• Aim
All of the records below should be output exactly.

• Dataset excerpts
* Begin *

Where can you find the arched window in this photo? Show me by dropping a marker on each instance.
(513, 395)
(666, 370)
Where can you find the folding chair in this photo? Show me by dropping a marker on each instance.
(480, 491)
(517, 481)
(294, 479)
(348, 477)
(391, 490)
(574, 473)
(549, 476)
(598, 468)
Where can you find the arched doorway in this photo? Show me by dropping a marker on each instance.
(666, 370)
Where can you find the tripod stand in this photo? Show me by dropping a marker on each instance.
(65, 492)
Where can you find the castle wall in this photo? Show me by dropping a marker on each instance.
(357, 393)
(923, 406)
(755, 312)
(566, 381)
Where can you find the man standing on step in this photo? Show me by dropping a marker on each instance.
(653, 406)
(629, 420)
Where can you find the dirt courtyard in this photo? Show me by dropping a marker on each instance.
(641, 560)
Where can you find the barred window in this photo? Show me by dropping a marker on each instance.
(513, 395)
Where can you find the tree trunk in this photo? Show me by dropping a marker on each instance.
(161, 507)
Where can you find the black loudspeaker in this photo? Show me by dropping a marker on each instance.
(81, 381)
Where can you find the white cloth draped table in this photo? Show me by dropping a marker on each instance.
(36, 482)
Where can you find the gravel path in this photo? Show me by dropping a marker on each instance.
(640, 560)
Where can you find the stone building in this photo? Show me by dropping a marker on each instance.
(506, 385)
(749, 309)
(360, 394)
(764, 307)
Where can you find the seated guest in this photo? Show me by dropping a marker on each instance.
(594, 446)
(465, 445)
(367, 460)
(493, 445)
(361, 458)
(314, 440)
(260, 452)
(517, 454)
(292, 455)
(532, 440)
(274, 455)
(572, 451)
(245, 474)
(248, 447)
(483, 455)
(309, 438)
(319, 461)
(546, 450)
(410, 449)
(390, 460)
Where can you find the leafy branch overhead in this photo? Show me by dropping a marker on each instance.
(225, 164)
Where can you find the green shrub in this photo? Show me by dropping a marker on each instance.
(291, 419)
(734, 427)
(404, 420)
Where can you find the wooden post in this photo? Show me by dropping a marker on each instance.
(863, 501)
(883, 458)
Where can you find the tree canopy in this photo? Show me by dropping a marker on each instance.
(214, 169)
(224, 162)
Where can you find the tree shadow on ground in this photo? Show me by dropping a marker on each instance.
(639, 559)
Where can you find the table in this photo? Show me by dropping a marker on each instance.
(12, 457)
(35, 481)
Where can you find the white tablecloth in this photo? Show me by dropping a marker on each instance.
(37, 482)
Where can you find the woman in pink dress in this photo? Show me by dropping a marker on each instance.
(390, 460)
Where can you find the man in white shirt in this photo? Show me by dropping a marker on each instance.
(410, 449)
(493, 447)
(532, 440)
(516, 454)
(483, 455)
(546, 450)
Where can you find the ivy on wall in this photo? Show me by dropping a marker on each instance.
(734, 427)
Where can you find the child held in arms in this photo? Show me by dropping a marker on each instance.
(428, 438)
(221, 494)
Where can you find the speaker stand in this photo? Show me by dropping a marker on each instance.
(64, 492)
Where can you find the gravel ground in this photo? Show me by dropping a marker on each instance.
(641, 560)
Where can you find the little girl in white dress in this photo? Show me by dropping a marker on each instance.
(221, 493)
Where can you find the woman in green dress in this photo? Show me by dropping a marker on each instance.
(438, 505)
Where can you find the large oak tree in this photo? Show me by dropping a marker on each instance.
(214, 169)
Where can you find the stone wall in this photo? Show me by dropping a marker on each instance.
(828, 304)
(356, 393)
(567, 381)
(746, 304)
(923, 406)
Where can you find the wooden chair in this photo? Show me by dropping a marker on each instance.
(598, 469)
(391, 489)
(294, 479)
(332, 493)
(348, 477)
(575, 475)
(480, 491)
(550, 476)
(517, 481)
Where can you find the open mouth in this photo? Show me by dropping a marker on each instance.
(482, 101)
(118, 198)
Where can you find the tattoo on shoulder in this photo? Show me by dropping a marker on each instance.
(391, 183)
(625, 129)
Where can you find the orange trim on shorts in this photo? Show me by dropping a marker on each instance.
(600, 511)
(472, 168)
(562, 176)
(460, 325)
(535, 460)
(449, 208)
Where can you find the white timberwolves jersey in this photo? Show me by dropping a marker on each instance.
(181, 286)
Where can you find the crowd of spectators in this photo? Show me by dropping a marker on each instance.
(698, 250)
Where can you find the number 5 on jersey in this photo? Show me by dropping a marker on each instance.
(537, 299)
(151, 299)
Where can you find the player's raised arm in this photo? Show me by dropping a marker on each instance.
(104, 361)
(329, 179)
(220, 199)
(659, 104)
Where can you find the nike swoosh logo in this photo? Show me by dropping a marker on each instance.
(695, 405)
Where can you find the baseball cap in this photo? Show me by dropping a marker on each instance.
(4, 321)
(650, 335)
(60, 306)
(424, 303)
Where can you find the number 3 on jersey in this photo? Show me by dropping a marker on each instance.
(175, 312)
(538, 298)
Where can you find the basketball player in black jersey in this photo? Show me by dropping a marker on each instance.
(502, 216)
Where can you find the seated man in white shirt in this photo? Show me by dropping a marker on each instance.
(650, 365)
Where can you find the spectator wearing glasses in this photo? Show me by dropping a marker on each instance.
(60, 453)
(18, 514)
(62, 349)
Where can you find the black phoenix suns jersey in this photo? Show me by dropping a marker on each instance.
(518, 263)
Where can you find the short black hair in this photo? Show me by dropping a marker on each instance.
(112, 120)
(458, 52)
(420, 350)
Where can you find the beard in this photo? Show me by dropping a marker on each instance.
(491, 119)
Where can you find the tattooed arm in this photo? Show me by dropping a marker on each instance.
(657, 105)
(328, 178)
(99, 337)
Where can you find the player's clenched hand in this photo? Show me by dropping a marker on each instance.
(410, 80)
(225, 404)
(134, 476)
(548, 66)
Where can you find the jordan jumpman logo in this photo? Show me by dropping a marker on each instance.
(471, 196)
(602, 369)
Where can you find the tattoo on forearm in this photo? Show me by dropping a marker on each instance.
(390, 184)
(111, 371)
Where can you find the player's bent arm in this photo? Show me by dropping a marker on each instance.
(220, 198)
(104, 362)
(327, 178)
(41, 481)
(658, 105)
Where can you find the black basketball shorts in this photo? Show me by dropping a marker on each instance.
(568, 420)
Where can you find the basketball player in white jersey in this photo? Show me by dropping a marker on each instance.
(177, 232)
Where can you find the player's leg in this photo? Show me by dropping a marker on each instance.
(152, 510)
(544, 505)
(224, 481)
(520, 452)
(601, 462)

* End *

• Answer in full
Where can you find the arched window in this photo? Show me by dropping a marker on each instance.
(513, 395)
(666, 370)
Where can you find the folding chair in this photo? Show me by dropping a marker on each instance.
(480, 491)
(517, 481)
(294, 479)
(348, 477)
(391, 490)
(574, 473)
(549, 476)
(598, 468)
Where can you find the arched doorway in this photo? Show me by dropping a marker on each instance.
(666, 370)
Where can you find the tripod stand in this photo? Show me by dropping a marker on each instance.
(65, 492)
Where can you find the castle wall in this photo? Show me by dropping a marker on each instance.
(357, 393)
(923, 406)
(755, 312)
(566, 381)
Where can you find the man standing on step in this photo? Show me by dropping a marker on each instance.
(653, 406)
(629, 420)
Where can you find the dirt courtyard in this photo? Show me by dropping a marker on each instance.
(641, 560)
Where can you find the barred window in this photo? Show me by dropping a marker on each instance.
(513, 395)
Where can you find the tree trunk in this photo? Show me by dropping a marker on each instance.
(161, 507)
Where can you find the black loudspeaker in this photo? Show me by dropping a marker on each instance.
(81, 381)
Where can you find the white cloth draped table in this photo? Show me by dropping a marker on each instance.
(36, 482)
Where can you find the gravel path in this photo? Show me by dropping a marker on each instance.
(640, 560)
Where can you find the stone building in this photo? Show me by dropping a marker on each instance.
(506, 385)
(749, 309)
(360, 394)
(764, 307)
Where can you find the seated guest in this photo? Show me by dropping a marker on each instance.
(594, 446)
(465, 445)
(367, 460)
(493, 445)
(361, 458)
(314, 440)
(260, 452)
(517, 454)
(292, 455)
(532, 440)
(274, 455)
(572, 451)
(245, 474)
(248, 447)
(483, 455)
(309, 438)
(319, 461)
(546, 450)
(410, 449)
(390, 460)
Where can you find the leafy branch overhead in this photo? Show me by dropping a marker on each instance.
(225, 164)
Where can you find the green shrub in this photo? Show me by dropping a marker on each instance.
(291, 419)
(734, 427)
(404, 420)
Where can you find the wooden post in this photo? Show me by dropping a marker on each instance.
(863, 501)
(883, 458)
Where can you find the tree canopy in this photo? Show me by dropping a marker on each instance.
(214, 169)
(224, 162)
Where can you find the tree shadow on ground in this photo? Show me by dropping a marker on each instance.
(639, 559)
Where can you find the table in this photo? Show me by dropping a marker on each instance.
(12, 457)
(35, 481)
Where can you find the white tablecloth in this photo? Show me by dropping a marker on each instance.
(37, 482)
Where can you find the woman in pink dress in this photo? Show me by dropping a marker on each instance.
(390, 460)
Where can you find the man in white shirt in this photo? Show me by dropping a marker on each instance.
(410, 449)
(493, 447)
(532, 440)
(516, 454)
(483, 455)
(546, 450)
Where can you find the ivy on wall in this photo? Show me by dropping a marker on each instance.
(734, 427)
Where can you find the child held in arms in this photo? Show me by dropping a marker on each instance.
(428, 438)
(221, 494)
Where can you find the speaker stand in this photo? Show me by dropping a marker on each instance.
(64, 492)
Where can you find the gravel ground in this photo? Show me by dropping a marker on each instance.
(641, 560)
Where can you find the little girl in white dress in this photo? Show me by dropping a marker on each instance.
(221, 493)
Where can you find the woman in green dress in this photo? Show me by dropping a marker on each instance.
(438, 505)
Where can you find the large oak tree in this photo? Show me by dropping a marker on each instance.
(214, 169)
Where can you find the stone wall in this photo? Show me by dropping a marker on each instance.
(828, 304)
(356, 393)
(567, 381)
(746, 304)
(923, 406)
Where can you find the wooden chair in this photo? Show me by dropping a marker on each instance.
(598, 469)
(391, 489)
(294, 479)
(332, 493)
(348, 477)
(575, 475)
(480, 491)
(550, 476)
(517, 481)
Where can you find the open mouth in this photo? Show me by dropping a marker on each instance.
(482, 101)
(118, 198)
Where can you find the tattoo on shoulder in this photo? Show me by dropping a marker on each instance.
(391, 183)
(625, 129)
Where can you find the orange trim on shorts in this photo? Show me by dropping a marker on each instance.
(600, 511)
(472, 168)
(562, 176)
(460, 325)
(535, 460)
(449, 208)
Where can you find the white timberwolves jersey in this photo? Show me by dropping a marker on each instance.
(181, 286)
Where can you find the crowd of spectators in this photo? Show me by dropping a marker on each instance.
(698, 250)
Where can you find the number 5 on jersey in this photo? Show me by dropping a marker on each instance.
(537, 299)
(151, 299)
Where can you find the player's raised arm in this photo? Show me by dropping a marker on each instance.
(104, 361)
(329, 179)
(220, 199)
(659, 104)
Where can you find the nike swoosh logo in this photo? Show me by dropping a marker on each instance.
(695, 405)
Where can you find the baseball cap in this photo? Show me by dropping a marker on each instance.
(4, 321)
(650, 335)
(60, 306)
(424, 303)
Where can you find the number 3 on jersey in this photo? Show me by dropping a marker on each instance.
(175, 312)
(538, 298)
Where can you find the basketball player in black jersey in this photo? Show me by dropping a marker on each instance.
(502, 216)
Where can you find the seated man in white shirt in this photo? Show me by dropping a marker on each instance.
(650, 365)
Where can you find the spectator wearing glasses in this photo? Show me by dropping a marker on each instance.
(60, 453)
(18, 514)
(62, 349)
Where can you find the black phoenix suns jersey in this photo? Show me by dropping a marker on each instance.
(518, 263)
Where can you find the short black hair in this photo? Show me by dropping a marker on each instance.
(112, 120)
(458, 52)
(420, 350)
Where can you find the beard in this photo? Show me by dropping a marker on each instance.
(491, 119)
Where can you find the tattooed arm in this photo? Show me by dropping a marker on each instance.
(657, 105)
(328, 178)
(99, 337)
Where can you find the player's clenched hand in this photo? Show me by dropping a marker on each instance.
(410, 80)
(225, 404)
(134, 476)
(548, 66)
Where can you find the jordan jumpman logo in this photo? Show me by dropping a marker on each instance.
(471, 196)
(602, 369)
Where can you find the tattoo on forearm in this photo? Show me by dropping a marker on each instance.
(390, 184)
(111, 371)
Where can you find the player's bent arm in this photo? Show me by dropping a marker on each instance.
(220, 198)
(104, 362)
(327, 178)
(41, 481)
(658, 105)
Where can you find the black basketball shorts in this photo? Show me by dropping a marker on each instance.
(568, 420)
Where can you find the basketball player in white jersey in this photo? Show me by dropping a marker on each instance.
(177, 232)
Where can you find the player's leg in this photo? Show me by dropping a marker on each instance.
(152, 510)
(544, 505)
(224, 481)
(520, 452)
(601, 462)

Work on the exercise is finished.